-- START OF Quoted text --
Sorting

Sorting

Sorting is a very common operation

Suppose you have an array to sort into ascending order:

int ns[] = { 8, 2, 6, 5, 9, 1, 7 };

Of course you can sort this array by hand

But suppose it isn't constant, and needs to be sorted at run-time

Algorithms

There are lots of algorithms for sorting

We will look at a few of the well designed ones (that means excluding the terrible bubble sort algorithm!)

Swapping

To make code clearer, let's assume we have a swap function:

void swap(int array[], int i, int j) {
    int temp = array[i];
    array[i] = array[j];
    array[j] = temp;
}

(It can be made efficient by inlining)

Selection and insertion

The selection and insertion sort algorithms are the simplest well-designed algorithms

They use simple recursion (either do some work then sort n-1 items, or sort n-1 items then do some work)
-- END OF Quoted text --
§ Aim of the exercise
Answer these from the sorting text above:
(a) Which numbers does the example array hold?
(b) Which sorting algorithm does the text leave out, and how does it describe it?
(c) How does the text say the swap function can be made efficient?
-- START OF Supplied records --
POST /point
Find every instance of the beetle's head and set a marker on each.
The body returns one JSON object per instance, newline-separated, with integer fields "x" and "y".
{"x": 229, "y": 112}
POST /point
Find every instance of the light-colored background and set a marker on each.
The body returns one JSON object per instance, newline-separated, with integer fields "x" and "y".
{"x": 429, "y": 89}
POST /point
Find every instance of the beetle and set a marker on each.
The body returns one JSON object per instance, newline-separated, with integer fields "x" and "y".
-- END OF Supplied records --
§ Solution
(a) 8, 2, 6, 5, 9, 1, 7
(b) Bubble sort, which it calls "terrible"
(c) By inlining it